Provided data
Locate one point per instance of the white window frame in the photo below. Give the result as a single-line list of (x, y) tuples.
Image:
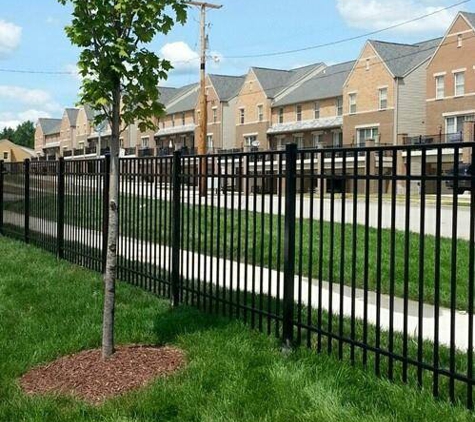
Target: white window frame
[(316, 110), (145, 141), (459, 88), (242, 115), (439, 87), (298, 113), (352, 100), (339, 106), (383, 98), (260, 113)]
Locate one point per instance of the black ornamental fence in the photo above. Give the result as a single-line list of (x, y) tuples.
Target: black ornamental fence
[(363, 253)]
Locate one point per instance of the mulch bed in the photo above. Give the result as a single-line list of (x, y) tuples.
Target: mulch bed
[(86, 376)]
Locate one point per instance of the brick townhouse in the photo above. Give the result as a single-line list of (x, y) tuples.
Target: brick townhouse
[(310, 114), (450, 105), (254, 102), (47, 137), (384, 94)]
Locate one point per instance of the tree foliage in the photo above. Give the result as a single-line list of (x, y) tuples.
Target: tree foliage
[(112, 35), (23, 135)]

Work to be completed
Repeat every entry above, swapping "single-line list" for "one-line list" and leaving all else unchanged. Leave the pictures out.

Written reply
Locate one point per instance of the white window frame in the photo below. Give the result as a one-line list of (x, y) tuples.
Image:
Target: white window frame
[(316, 110), (145, 141), (459, 88), (242, 115), (439, 87), (298, 113), (352, 100), (339, 106), (383, 98), (260, 113)]
Locate one point per instance of the black ornamental fence in the photo above. Give the result as a one-line list of (x, y) tuples.
Target: black ornamental fence
[(363, 253)]
Locate one point per instance of the mulch bed in the photo above. Give the result as a one-line list of (x, y) tuples.
Target: mulch bed
[(86, 376)]
Locate one point per instance of the brick townhouse in the photo above. Give the result as a one-line list of (x, y) tuples.
Target: brick townhouse
[(310, 114), (450, 105), (254, 102), (47, 137), (384, 94)]
Locate one point per instance of the tree foliage in the photo above. Give the result as a one-line list of (x, y) tuples.
Target: tree foliage
[(112, 35), (23, 135)]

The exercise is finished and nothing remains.